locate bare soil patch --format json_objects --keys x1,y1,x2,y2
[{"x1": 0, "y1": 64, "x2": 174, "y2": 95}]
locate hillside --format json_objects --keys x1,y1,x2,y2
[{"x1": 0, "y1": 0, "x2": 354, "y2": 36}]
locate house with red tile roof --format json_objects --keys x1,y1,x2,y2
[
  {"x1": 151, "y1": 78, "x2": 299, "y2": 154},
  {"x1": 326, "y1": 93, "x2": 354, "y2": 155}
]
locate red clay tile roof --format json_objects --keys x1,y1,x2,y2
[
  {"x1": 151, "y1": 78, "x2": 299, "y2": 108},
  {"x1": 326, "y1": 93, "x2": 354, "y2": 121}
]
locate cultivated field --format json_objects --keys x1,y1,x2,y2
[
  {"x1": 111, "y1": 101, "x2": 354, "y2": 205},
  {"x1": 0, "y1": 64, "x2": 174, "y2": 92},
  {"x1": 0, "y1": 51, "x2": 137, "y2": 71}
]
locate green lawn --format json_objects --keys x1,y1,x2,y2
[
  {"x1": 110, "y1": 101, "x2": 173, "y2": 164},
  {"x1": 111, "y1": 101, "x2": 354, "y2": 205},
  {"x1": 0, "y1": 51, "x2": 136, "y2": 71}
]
--
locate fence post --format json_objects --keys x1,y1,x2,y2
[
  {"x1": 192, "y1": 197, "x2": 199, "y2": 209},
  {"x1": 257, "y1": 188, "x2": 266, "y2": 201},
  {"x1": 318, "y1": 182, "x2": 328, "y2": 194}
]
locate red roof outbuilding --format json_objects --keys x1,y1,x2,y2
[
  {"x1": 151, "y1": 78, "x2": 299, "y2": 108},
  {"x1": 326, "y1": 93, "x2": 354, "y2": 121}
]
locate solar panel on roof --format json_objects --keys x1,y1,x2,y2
--
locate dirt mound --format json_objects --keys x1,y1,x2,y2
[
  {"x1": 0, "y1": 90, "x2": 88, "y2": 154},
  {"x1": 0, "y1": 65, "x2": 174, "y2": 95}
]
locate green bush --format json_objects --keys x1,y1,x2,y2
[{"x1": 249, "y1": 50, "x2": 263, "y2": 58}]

(Short exercise):
Tally the lines in the data above that contain the string "format", counting a match only when its case is identical. Reply with the number alone.

(Full output):
11